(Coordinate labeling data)
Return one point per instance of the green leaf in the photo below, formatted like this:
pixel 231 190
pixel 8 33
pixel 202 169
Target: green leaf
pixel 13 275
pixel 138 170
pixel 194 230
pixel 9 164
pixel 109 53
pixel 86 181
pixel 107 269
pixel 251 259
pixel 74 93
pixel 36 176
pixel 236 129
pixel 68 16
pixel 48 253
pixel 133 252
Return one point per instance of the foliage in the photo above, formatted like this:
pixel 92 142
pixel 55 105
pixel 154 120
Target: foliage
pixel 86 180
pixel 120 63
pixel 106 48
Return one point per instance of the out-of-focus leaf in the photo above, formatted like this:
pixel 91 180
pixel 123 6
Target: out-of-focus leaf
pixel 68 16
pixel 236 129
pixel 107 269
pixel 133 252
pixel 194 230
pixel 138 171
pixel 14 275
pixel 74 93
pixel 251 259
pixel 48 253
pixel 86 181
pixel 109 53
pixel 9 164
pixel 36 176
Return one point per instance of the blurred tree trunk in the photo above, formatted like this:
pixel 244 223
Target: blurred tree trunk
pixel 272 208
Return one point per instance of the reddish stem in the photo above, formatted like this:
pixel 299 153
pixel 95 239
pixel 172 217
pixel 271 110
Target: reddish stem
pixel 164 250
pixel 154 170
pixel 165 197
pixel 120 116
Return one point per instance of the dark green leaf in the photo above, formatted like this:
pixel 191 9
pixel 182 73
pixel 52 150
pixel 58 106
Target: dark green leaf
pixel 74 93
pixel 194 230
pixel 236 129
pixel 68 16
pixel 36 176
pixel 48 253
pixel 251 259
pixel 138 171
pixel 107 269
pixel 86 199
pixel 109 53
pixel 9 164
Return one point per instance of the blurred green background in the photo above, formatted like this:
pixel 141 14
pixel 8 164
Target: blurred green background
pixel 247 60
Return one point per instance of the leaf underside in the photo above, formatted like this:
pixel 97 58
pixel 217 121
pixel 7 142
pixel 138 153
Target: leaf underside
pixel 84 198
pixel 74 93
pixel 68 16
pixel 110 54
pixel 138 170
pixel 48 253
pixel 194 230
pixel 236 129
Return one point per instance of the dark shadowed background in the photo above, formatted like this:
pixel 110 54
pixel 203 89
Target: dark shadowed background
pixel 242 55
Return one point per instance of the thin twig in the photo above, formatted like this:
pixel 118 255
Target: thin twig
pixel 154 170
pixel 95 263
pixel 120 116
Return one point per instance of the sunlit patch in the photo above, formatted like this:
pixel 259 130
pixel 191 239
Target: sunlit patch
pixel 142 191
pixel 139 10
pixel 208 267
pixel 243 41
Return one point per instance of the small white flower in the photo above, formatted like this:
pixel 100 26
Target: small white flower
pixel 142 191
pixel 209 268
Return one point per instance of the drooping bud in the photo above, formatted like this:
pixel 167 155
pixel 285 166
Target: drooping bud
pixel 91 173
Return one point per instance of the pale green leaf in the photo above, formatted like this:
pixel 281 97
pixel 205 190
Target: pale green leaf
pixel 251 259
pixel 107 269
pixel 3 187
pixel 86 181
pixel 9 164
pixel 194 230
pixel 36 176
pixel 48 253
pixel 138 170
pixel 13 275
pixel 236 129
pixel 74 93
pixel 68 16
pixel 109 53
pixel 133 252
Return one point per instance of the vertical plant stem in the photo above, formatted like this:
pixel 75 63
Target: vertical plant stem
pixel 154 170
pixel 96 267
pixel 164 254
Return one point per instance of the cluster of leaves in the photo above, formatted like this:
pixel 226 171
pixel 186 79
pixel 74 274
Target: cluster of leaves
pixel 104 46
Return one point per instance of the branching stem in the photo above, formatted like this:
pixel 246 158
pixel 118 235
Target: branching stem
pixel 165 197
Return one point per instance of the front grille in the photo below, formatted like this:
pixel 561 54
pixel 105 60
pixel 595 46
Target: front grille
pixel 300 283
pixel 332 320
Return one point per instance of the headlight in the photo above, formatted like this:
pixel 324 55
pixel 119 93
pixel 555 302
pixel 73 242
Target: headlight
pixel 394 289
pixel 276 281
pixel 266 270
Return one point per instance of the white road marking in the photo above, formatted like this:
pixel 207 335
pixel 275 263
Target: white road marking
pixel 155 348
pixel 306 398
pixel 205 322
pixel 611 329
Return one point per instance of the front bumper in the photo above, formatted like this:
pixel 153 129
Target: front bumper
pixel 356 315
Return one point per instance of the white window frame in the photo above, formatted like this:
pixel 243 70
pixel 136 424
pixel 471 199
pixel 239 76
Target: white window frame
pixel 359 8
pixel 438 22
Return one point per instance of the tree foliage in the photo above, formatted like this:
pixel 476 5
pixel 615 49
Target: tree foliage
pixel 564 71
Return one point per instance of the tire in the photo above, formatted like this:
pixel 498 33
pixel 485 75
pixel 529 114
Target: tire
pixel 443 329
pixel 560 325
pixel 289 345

= TASK GOAL =
Output an exact copy of each record.

= FULL ANSWER =
Return one point per instance of the green leaf in the photo below, formatted like this:
pixel 231 190
pixel 8 33
pixel 202 169
Target: green leaf
pixel 13 275
pixel 138 170
pixel 194 230
pixel 9 164
pixel 109 53
pixel 86 181
pixel 107 269
pixel 251 259
pixel 74 93
pixel 36 176
pixel 236 129
pixel 68 16
pixel 48 253
pixel 133 252
Return one point per instance of the foliage in the photo above, formatted like this:
pixel 92 142
pixel 55 105
pixel 154 120
Target: foliage
pixel 86 180
pixel 120 63
pixel 106 48
Return one point per instance of the out-of-focus leaf in the photo above, formatted like this:
pixel 91 180
pixel 123 6
Target: out-of-focus leaf
pixel 68 16
pixel 236 129
pixel 107 269
pixel 133 252
pixel 194 230
pixel 138 171
pixel 14 275
pixel 74 93
pixel 251 259
pixel 48 253
pixel 86 181
pixel 109 53
pixel 9 164
pixel 36 176
Return one point per instance of the blurred tree trunk in the photo above, formatted like this:
pixel 244 223
Target: blurred tree trunk
pixel 272 208
Return one point per instance of the reddish stem in the photo above, formatted like this:
pixel 299 153
pixel 95 239
pixel 172 217
pixel 271 110
Target: reddish stem
pixel 164 250
pixel 154 170
pixel 165 197
pixel 120 116
Return one point per instance of the dark green leaf in the photo above, formatted like this:
pixel 191 9
pixel 182 73
pixel 52 150
pixel 58 106
Target: dark green leaf
pixel 74 93
pixel 194 230
pixel 236 129
pixel 68 16
pixel 36 176
pixel 48 253
pixel 251 259
pixel 138 171
pixel 107 269
pixel 86 199
pixel 109 53
pixel 9 164
Return one point per instance of the blurred green background in the photo above, formatted like this:
pixel 141 14
pixel 8 164
Target: blurred green background
pixel 247 60
Return one point per instance of the leaf underside in the photo above, formatted like this:
pixel 97 58
pixel 217 121
pixel 7 142
pixel 138 153
Target: leaf underside
pixel 84 198
pixel 74 93
pixel 68 16
pixel 110 54
pixel 138 170
pixel 48 253
pixel 194 230
pixel 236 129
Return one point per instance of the dark shadowed background in the photo above, formatted like this:
pixel 110 54
pixel 203 89
Target: dark shadowed background
pixel 242 55
Return one point per instance of the thin twig in the photo above, formatted like this:
pixel 118 255
Target: thin twig
pixel 154 170
pixel 95 263
pixel 120 116
Return one point per instance of the sunlit patch in the photo above, formatted like this:
pixel 259 130
pixel 191 239
Target: sunlit patch
pixel 142 191
pixel 139 10
pixel 208 267
pixel 243 41
Return one point per instance of the small white flower in the photo above, formatted like this:
pixel 100 26
Target: small white flower
pixel 142 191
pixel 209 268
Return one point per instance of the drooping bud in the photo above, formatted like this:
pixel 167 155
pixel 285 166
Target: drooping bud
pixel 91 173
Return one point per instance of the pale green leaf in the photo above, formatted like this:
pixel 281 97
pixel 205 190
Target: pale green leaf
pixel 251 259
pixel 107 269
pixel 3 187
pixel 86 181
pixel 9 164
pixel 194 230
pixel 36 176
pixel 48 253
pixel 138 170
pixel 13 275
pixel 236 129
pixel 74 93
pixel 68 16
pixel 109 53
pixel 133 252
Return one point per instance of the vertical plant stem in the photo above, formatted like this:
pixel 75 63
Target: vertical plant stem
pixel 154 170
pixel 96 267
pixel 164 254
Return one point per instance of the cluster of leaves in the photo above, formatted like this:
pixel 226 171
pixel 186 79
pixel 74 274
Target: cluster of leaves
pixel 104 46
Return one point per instance of the branching stem in the photo above, formatted like this:
pixel 246 158
pixel 118 235
Target: branching stem
pixel 165 197
Return one point per instance of the front grille in the photo below, formatted like this:
pixel 561 54
pixel 105 60
pixel 595 46
Target: front grille
pixel 300 283
pixel 332 320
Return one point per instance of the headlight in the photo above, formatted like this:
pixel 324 55
pixel 119 93
pixel 555 302
pixel 73 242
Target: headlight
pixel 394 289
pixel 276 281
pixel 266 270
Return one point per instance of the white road marking in the photo above, formatted like this:
pixel 207 335
pixel 275 263
Target: white road marking
pixel 155 348
pixel 306 398
pixel 205 322
pixel 611 329
Return one point per instance of the front bumper in the photo above, formatted like this:
pixel 153 129
Target: front bumper
pixel 356 315
Return one point per instance of the white window frame in the photo above, formatted like this:
pixel 243 70
pixel 136 424
pixel 471 199
pixel 239 76
Target: white window frame
pixel 359 8
pixel 438 22
Return one point per instance of the tree foliage in the photo above, formatted like this:
pixel 476 5
pixel 615 49
Target: tree foliage
pixel 564 71
Return one point per instance of the tire in the photo above, formatted like this:
pixel 498 33
pixel 485 75
pixel 529 114
Target: tire
pixel 443 329
pixel 560 325
pixel 289 345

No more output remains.